Work instructions:
(a) From the retail logistics model excerpt, retype the passage starting at "Hypothesis 4: The" and ending at "multiple different terminals.".
(b) Using the retail logistics model excerpt, mark each statement yes or no and quote the words that decide it: (i) The model was built on three dimensions: daily mean profit, consumer satisfaction and the number of terminals. (ii) In new retailing, cost optimization remains the sole aim in configuring the logistics network. (iii) A single consumer's demand can be met by only one terminal.

Hypothesis 4: The demands of different consumers are independent of each other, and the demand of the same consumer can be fulfilled by multiple different terminals.

3.2 Objectives

In new retailing, cost optimization is no longer the only pursuit of the configuration of the logistics network. The fulfilment of consumer demand is of equal importance to retailers [20]. Therefore, our model was established from three dimensions: daily mean profit, consumer satisfaction and the number of terminals.

(1) Maximization of daily mean profit

The daily mean profit TP equals the difference between daily revenue TR and daily cost TC. The retailer’s revenue consists of sales revenue and the courier fees paid by online shopping consumers; the retailer’s cost includes the inventory costs of CSs and URTs, the rent of CSs, the purchase and operating expenses of URTs, as well as the distribution costs incurred by online shopping consumers. Hence, the daily revenue TR can be expressed as:

$T R=\sum_{i \in I, j \in J, k \in K}\left[p_{k}^{s}\left(D_{j}^{c}+D_{j k}^{N}\right)+p^{d} d_{i k} w_{i 0} y_{i j}\right]$  (9)

where, $p_{k}^{s}$ is the price of type $k$ goods; $p^{d}$ is the courier fees paid by online shopping consumers.

Meanwhile, the daily cost TC can be expressed as:

$T C=\sum_{i \in I, j \in J, k \in K}\left(\frac{1}{2} h_{j}^{C} D_{j}^{c}+\frac{1}{2} h_{j k}^{N} D_{j k}^{N}+c_{i j}^{d} d_{i k} w_{i 0} y_{i j}+\right.\left.o_{j}^{C} x_{j}+o^{N} z_{j k}\right)$     (10)

Entries supplied:
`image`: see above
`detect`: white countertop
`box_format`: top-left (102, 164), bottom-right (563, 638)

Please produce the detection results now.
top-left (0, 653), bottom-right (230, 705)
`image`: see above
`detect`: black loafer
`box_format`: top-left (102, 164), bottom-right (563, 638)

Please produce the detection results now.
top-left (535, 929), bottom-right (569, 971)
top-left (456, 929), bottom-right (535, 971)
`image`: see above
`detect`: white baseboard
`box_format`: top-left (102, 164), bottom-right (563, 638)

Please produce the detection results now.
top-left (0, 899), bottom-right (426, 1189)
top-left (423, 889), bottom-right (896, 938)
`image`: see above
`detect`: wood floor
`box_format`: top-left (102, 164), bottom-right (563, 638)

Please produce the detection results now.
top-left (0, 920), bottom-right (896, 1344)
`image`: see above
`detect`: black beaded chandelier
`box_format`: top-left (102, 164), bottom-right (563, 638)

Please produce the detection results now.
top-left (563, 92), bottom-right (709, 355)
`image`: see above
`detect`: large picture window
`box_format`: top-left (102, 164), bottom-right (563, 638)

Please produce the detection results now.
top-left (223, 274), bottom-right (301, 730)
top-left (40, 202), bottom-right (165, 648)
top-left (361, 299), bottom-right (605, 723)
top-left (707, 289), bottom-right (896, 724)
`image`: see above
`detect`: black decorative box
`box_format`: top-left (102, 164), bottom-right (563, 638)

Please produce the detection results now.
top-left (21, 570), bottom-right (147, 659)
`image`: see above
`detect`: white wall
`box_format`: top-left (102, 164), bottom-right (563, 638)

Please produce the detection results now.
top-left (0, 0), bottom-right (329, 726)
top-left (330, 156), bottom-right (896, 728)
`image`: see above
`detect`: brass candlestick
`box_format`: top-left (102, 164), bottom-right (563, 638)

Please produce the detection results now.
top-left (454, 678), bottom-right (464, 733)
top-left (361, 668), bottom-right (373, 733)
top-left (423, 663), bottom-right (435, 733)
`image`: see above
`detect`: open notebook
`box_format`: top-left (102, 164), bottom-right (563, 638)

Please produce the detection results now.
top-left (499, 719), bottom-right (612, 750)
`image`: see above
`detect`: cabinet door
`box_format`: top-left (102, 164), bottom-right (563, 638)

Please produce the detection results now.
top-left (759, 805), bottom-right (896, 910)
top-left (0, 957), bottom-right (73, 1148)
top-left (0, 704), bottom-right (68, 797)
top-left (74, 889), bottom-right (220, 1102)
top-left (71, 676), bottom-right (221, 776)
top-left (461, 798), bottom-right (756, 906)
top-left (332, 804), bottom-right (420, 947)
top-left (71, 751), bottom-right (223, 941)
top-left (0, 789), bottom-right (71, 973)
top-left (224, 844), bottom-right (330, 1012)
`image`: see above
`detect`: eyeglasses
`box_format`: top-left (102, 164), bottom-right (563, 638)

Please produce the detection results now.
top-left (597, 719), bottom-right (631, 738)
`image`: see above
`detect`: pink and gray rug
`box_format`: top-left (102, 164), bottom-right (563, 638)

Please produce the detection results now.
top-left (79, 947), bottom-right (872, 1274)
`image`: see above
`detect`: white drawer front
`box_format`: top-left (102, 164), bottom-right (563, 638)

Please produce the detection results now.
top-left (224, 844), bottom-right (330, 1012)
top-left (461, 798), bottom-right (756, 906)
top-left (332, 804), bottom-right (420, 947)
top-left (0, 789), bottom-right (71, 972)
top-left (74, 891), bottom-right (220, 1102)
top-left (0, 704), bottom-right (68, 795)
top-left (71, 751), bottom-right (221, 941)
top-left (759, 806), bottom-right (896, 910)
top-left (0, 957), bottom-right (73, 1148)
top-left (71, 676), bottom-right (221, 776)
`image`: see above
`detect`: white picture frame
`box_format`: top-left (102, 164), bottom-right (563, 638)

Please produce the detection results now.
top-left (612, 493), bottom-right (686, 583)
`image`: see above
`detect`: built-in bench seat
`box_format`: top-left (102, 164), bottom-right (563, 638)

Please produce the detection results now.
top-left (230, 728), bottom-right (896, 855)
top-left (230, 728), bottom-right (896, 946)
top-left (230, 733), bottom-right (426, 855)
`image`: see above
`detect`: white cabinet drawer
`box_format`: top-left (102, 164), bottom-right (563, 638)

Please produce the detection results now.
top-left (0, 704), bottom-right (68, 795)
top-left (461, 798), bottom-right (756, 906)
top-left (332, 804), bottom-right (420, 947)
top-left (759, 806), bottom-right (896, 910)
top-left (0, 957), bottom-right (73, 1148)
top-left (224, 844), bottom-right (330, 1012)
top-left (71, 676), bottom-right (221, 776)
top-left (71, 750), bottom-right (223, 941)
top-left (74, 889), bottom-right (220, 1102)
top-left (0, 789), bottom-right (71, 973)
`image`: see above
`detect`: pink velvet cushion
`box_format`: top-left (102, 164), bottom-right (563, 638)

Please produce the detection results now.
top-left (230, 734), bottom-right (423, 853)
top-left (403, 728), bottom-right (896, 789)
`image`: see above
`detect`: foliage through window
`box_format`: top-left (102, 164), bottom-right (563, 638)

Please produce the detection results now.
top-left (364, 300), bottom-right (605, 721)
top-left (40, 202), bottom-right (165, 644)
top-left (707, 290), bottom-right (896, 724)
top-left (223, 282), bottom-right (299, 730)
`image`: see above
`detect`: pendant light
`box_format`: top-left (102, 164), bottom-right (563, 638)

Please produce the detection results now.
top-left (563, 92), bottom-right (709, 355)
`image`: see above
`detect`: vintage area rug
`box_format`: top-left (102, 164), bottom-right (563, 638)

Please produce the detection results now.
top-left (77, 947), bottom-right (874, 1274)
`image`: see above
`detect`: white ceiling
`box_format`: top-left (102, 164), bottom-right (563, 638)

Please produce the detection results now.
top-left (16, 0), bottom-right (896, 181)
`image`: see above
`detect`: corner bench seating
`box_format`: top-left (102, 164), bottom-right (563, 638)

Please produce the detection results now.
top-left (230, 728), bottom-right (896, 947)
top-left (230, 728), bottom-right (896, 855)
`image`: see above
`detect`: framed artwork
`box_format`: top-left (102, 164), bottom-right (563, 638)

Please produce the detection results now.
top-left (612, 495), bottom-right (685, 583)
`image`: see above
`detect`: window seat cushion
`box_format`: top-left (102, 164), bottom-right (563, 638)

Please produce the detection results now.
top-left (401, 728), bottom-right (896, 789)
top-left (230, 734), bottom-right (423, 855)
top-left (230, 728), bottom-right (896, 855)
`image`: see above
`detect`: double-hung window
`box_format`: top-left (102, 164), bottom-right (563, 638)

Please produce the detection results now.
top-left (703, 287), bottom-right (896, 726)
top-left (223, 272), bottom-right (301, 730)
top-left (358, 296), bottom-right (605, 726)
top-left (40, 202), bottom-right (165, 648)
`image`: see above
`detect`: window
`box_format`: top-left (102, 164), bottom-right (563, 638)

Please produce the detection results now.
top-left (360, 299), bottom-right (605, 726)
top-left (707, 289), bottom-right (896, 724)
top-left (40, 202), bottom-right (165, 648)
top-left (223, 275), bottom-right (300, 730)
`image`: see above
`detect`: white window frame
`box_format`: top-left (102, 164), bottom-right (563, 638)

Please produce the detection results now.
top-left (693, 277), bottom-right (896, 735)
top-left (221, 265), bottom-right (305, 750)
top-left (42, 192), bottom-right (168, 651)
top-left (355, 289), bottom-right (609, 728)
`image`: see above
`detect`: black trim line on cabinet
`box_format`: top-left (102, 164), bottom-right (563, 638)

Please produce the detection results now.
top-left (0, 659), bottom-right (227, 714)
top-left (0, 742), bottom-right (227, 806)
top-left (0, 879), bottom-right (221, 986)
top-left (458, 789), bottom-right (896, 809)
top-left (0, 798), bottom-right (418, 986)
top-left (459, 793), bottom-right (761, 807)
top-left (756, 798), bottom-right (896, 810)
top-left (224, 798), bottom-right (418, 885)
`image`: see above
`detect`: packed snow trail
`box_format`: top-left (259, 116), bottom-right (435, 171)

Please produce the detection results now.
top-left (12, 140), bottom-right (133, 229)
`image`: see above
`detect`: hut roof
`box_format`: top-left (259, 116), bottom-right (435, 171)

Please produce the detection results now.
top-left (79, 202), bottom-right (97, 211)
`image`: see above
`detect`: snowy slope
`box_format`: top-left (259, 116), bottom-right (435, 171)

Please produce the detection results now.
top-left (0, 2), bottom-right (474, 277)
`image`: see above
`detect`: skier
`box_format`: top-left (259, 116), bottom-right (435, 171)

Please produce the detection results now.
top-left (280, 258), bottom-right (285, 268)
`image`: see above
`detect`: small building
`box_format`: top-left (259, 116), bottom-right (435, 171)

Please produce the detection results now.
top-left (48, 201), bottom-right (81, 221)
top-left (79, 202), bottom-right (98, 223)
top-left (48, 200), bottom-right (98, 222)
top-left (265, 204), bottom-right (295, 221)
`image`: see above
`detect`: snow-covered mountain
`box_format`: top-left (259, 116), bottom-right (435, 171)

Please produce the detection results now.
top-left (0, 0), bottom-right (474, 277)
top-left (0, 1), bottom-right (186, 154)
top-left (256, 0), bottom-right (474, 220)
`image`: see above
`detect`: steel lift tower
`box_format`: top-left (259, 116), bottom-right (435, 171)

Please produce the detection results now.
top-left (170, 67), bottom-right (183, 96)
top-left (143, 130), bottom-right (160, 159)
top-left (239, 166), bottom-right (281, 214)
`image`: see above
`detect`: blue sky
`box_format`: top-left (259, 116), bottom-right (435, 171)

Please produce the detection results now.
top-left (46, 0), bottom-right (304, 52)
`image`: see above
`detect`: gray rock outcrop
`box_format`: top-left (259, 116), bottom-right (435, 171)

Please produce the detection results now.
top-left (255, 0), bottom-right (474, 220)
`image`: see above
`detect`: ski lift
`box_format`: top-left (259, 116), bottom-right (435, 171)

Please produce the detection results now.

Task responses:
(a)
Hypothesis 4: The demands of different consumers are independent of each other, and the demand of the same consumer can be fulfilled by multiple different terminals.

(b)
(i) Yes: "our model was established from three dimensions: daily mean profit, consumer satisfaction and the number of terminals."
(ii) No: "cost optimization is no longer the only pursuit of the configuration of the logistics network."
(iii) No: "the demand of the same consumer can be fulfilled by multiple different terminals."